Extract

______

2011-02-15 Thread Andy Robinson (blackadder-lists)
Lawrence,

One thing I forgot to add. On occasion where it's difficult to add stuff
without it conflicting with something else (like a snooker hall over shops
for example) I might make closed ways for the retail units and then simply
add a node for the snooker hall. Better than ignoring the data completely.
In a couple of occasions this week I have tried overlapping closed ways over
each other (some shared boundaries some not) to represent diffent uses at
different levels. It sort of works in the model ok but it doesn't render
well.

Cheers
Andy

-Original Message-
From: Laurence Penney [mailto:l...@lorp.org]
Sent: 14 February 2011 9:15 PM
To: Andy Robinson (blackadder-lists)
Cc: talk-gb@openstreetmap.org
Subject: Re: [Talk-GB] B72 is a wrap

Stunning work, Andy. I've recently been pointing people to Sutton Coldfield
as
an example of the standard to which we Bristolians should be aspiring.

______

Entries supplied
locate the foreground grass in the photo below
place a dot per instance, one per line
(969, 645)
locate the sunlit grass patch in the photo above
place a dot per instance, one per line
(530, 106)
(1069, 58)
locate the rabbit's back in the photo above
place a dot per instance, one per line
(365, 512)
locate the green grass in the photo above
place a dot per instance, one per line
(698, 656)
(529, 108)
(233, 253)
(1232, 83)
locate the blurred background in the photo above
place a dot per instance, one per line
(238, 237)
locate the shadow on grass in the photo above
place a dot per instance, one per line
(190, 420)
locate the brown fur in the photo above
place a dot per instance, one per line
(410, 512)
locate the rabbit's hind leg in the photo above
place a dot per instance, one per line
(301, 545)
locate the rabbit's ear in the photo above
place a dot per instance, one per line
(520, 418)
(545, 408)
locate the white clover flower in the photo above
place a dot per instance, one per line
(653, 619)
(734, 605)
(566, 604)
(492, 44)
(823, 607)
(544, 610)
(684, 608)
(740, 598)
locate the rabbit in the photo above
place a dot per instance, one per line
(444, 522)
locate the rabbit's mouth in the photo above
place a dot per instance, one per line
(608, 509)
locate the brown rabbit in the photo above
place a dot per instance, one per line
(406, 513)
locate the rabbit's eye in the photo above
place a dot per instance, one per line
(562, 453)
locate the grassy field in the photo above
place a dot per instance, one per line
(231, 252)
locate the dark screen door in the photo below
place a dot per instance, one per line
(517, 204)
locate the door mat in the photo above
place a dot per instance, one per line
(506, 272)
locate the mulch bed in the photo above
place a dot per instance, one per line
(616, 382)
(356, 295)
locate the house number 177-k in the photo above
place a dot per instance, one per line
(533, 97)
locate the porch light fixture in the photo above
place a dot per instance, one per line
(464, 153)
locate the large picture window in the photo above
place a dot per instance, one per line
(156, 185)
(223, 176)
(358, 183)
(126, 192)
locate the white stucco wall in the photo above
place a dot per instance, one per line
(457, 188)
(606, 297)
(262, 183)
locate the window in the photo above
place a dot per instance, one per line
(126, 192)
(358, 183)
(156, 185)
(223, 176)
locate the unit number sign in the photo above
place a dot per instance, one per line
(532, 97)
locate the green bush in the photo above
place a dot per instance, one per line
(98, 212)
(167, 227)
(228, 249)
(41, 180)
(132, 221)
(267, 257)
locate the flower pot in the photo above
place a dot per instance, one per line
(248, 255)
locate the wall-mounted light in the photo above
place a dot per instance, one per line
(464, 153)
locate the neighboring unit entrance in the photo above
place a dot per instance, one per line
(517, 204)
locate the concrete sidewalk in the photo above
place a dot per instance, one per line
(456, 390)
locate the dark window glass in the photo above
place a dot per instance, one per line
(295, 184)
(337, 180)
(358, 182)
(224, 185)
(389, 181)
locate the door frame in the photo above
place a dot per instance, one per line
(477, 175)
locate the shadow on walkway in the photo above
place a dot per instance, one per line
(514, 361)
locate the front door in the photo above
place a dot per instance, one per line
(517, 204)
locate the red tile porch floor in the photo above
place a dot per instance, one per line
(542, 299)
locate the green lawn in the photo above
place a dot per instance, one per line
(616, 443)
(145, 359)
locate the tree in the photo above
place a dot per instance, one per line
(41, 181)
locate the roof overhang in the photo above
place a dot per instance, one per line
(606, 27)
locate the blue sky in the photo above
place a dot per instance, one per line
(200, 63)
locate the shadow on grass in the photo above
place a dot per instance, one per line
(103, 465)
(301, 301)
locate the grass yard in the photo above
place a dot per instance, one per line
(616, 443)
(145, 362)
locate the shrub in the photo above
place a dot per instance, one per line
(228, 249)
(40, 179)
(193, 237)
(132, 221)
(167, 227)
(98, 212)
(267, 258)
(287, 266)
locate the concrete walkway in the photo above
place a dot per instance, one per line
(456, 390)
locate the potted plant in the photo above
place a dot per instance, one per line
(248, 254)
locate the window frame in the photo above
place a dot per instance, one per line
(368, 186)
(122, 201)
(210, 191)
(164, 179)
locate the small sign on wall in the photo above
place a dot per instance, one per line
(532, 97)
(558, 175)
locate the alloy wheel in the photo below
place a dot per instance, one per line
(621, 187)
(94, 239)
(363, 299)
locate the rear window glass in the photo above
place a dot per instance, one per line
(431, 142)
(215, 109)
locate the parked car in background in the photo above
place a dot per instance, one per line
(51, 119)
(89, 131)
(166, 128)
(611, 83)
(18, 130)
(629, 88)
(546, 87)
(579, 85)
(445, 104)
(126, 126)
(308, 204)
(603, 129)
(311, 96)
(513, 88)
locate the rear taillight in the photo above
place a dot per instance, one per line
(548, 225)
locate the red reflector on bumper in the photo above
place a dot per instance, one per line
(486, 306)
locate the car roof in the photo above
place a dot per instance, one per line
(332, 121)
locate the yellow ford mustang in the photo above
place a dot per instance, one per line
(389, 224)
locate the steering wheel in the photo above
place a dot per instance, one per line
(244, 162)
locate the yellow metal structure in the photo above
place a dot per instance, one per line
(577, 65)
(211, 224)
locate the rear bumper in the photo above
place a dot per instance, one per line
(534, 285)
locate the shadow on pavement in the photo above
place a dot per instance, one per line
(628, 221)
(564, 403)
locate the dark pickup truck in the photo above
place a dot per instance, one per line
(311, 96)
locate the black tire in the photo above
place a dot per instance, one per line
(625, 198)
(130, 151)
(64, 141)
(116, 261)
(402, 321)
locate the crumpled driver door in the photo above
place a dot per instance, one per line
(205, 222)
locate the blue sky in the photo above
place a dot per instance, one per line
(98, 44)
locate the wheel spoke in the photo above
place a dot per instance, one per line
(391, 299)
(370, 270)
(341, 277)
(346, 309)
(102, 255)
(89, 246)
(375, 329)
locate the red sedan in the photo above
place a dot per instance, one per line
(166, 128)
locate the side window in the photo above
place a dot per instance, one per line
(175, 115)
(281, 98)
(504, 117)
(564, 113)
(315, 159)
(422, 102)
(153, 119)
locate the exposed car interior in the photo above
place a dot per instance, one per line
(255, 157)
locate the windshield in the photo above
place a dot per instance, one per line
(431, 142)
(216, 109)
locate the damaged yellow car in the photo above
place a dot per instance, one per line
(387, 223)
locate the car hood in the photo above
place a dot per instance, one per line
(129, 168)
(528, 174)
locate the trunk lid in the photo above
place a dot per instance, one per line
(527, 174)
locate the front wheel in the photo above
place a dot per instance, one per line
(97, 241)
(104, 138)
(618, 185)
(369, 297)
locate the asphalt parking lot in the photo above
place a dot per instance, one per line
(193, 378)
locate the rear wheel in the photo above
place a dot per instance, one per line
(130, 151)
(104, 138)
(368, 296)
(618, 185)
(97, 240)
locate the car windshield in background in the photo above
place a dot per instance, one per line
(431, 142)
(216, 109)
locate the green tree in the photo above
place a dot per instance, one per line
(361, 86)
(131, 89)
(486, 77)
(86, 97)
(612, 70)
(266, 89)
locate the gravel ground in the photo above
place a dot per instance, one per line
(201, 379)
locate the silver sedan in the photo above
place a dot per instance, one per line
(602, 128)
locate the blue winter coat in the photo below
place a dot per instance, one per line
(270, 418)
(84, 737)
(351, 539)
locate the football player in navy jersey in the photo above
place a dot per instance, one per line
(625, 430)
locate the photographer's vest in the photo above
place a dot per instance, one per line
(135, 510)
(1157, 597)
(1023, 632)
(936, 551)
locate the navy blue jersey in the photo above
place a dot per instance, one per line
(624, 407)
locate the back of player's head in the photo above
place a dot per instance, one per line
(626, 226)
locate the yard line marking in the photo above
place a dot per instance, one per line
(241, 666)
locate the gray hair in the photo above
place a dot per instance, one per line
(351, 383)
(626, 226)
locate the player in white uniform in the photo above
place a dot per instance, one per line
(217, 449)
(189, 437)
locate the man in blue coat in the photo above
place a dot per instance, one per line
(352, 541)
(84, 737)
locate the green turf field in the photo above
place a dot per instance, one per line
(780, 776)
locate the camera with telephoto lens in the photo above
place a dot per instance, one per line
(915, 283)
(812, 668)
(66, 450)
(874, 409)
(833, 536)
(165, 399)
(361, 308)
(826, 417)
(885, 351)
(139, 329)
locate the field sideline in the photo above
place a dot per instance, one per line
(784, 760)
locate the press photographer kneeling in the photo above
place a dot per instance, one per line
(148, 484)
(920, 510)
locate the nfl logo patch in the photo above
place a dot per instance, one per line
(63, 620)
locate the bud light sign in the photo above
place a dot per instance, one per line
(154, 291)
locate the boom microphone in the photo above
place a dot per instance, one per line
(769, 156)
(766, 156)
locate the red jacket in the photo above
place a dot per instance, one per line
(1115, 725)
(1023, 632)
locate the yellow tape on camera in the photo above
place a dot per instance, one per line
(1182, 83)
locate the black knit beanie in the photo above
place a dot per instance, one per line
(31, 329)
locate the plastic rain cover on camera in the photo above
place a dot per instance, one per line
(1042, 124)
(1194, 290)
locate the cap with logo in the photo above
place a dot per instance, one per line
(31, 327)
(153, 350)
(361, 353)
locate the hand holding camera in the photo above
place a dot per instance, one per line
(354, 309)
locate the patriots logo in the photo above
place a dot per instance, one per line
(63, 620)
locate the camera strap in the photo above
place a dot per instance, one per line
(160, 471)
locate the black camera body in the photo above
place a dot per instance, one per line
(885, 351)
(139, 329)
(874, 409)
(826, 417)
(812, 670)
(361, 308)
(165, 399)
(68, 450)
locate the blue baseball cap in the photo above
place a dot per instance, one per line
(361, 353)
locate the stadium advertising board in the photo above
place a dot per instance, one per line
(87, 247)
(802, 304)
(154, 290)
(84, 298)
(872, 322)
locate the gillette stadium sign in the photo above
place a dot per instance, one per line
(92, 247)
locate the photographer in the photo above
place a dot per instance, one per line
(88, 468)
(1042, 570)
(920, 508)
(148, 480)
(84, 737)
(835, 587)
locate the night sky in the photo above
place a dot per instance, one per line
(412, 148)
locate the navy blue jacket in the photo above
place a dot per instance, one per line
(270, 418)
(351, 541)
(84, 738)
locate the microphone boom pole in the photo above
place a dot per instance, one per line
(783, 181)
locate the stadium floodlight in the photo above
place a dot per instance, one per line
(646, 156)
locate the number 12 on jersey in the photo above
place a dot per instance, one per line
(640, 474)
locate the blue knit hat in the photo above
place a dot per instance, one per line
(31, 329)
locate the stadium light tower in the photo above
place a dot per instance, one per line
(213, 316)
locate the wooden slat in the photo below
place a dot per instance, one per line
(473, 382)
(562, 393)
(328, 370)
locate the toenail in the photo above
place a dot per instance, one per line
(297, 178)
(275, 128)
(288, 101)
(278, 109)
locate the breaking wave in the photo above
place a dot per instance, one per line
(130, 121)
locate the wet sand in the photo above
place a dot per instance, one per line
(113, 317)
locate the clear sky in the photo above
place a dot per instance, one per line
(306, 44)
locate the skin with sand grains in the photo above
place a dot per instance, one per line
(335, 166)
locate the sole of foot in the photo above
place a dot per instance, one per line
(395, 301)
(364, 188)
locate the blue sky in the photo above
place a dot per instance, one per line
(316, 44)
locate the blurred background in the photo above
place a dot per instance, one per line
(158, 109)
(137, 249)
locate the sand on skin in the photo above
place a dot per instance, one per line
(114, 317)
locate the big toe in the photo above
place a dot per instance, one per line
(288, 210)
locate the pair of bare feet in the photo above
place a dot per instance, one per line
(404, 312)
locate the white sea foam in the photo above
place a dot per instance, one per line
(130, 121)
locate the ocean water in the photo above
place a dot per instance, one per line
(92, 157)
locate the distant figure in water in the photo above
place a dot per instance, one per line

______

Stated exercise
Continue the OpenStreetMap mailing-list email about mapping Sutton Coldfield, picking up right after its final sentence.

Task result
One rambling question for now... As one maps an area in such detail, what
kind of principle do you operate when you encounter useful information that
can't yet usefully[1] go into OSM for now. The blurry lines between pub,
bar,
cafe, restaurant and fast food are well-known examples, that I am often
tempted to represent using the semicolon. Buildings with multiple uses,
such
as art centres with galleries, cinemas and cafe-bars, are another common
complexity for which multiple nodes feels like a hack that will cause too
much
information, or at least too much text, on most renderers. And you mention
the issue of multiple floors - Bristol's new Cabot Circus shopping centre
is a
scary mapping prospect on that score alone. Maybe in other words I'm
asking:
how often and with what methodology do you use the 'note' key?

- L

[1] i.e. render, or be useful in other well-known OSM-powered services...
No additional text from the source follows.